* Brief
Print each of the following rows verbatim, leaving every line unchanged.

* Stored data
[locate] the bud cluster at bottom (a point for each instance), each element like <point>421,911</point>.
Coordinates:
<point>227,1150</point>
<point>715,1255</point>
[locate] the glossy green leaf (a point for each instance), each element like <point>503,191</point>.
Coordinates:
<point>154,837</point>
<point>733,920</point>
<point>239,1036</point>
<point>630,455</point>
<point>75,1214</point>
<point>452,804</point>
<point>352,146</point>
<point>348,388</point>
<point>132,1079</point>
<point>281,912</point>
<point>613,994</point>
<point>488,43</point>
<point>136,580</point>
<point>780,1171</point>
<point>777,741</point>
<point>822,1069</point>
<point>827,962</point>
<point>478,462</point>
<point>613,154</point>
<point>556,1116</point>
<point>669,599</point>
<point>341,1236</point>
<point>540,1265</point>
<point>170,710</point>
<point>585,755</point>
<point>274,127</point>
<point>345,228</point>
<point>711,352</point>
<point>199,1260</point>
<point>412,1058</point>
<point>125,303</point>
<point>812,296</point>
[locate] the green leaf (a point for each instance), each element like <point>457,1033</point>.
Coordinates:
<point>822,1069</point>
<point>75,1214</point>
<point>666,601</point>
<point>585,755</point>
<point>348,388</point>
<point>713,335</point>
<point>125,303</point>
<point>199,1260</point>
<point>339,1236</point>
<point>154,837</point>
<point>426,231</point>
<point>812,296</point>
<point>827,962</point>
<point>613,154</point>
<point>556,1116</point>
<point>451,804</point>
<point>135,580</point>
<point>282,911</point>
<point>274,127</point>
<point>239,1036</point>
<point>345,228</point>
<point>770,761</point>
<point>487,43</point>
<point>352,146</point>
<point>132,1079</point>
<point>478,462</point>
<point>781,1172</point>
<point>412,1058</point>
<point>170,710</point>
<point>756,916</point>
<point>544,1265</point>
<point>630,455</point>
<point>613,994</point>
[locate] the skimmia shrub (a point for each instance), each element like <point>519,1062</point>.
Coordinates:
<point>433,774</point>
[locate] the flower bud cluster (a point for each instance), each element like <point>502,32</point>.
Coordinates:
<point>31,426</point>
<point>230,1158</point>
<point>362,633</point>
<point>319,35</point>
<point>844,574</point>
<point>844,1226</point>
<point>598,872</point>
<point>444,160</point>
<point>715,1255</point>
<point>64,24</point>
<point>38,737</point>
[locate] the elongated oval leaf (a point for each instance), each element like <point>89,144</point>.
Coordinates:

* Exercise response
[locate] the bud cluster at bottom (a point for each instance), each element like <point>421,911</point>.
Coordinates:
<point>227,1150</point>
<point>715,1255</point>
[locate] the glossy green leaf (a point for each instance), each element like <point>503,191</point>.
Coordinates:
<point>154,837</point>
<point>733,920</point>
<point>239,1036</point>
<point>630,455</point>
<point>75,1214</point>
<point>452,804</point>
<point>352,146</point>
<point>348,388</point>
<point>132,1079</point>
<point>281,912</point>
<point>613,994</point>
<point>488,43</point>
<point>136,580</point>
<point>780,1171</point>
<point>777,741</point>
<point>822,1069</point>
<point>827,962</point>
<point>478,462</point>
<point>613,154</point>
<point>556,1116</point>
<point>669,599</point>
<point>341,1236</point>
<point>540,1265</point>
<point>170,710</point>
<point>585,755</point>
<point>274,127</point>
<point>345,228</point>
<point>711,352</point>
<point>199,1260</point>
<point>412,1058</point>
<point>125,303</point>
<point>812,296</point>
[locate] the green leaf (a point for each instance), each element like <point>457,1033</point>.
Coordinates:
<point>822,1069</point>
<point>75,1214</point>
<point>666,601</point>
<point>585,755</point>
<point>348,388</point>
<point>713,335</point>
<point>125,303</point>
<point>199,1260</point>
<point>339,1236</point>
<point>154,837</point>
<point>426,231</point>
<point>812,296</point>
<point>827,962</point>
<point>613,154</point>
<point>556,1116</point>
<point>451,804</point>
<point>135,580</point>
<point>282,911</point>
<point>274,127</point>
<point>239,1036</point>
<point>345,228</point>
<point>770,761</point>
<point>487,43</point>
<point>352,146</point>
<point>132,1079</point>
<point>478,462</point>
<point>781,1172</point>
<point>412,1058</point>
<point>170,710</point>
<point>756,916</point>
<point>544,1265</point>
<point>630,455</point>
<point>613,994</point>
[locate] the skimmia shrub (a point for each instance), each element like <point>519,1062</point>.
Coordinates:
<point>433,774</point>
[locate] the flower bud cluster (a point for each instance), each element like <point>502,32</point>.
Coordinates:
<point>31,426</point>
<point>230,1158</point>
<point>362,633</point>
<point>319,35</point>
<point>844,574</point>
<point>844,1226</point>
<point>598,872</point>
<point>444,160</point>
<point>715,1255</point>
<point>64,24</point>
<point>38,737</point>
[locate] the elongated oval leaf (a point for each instance), each element like <point>89,144</point>.
Coordinates:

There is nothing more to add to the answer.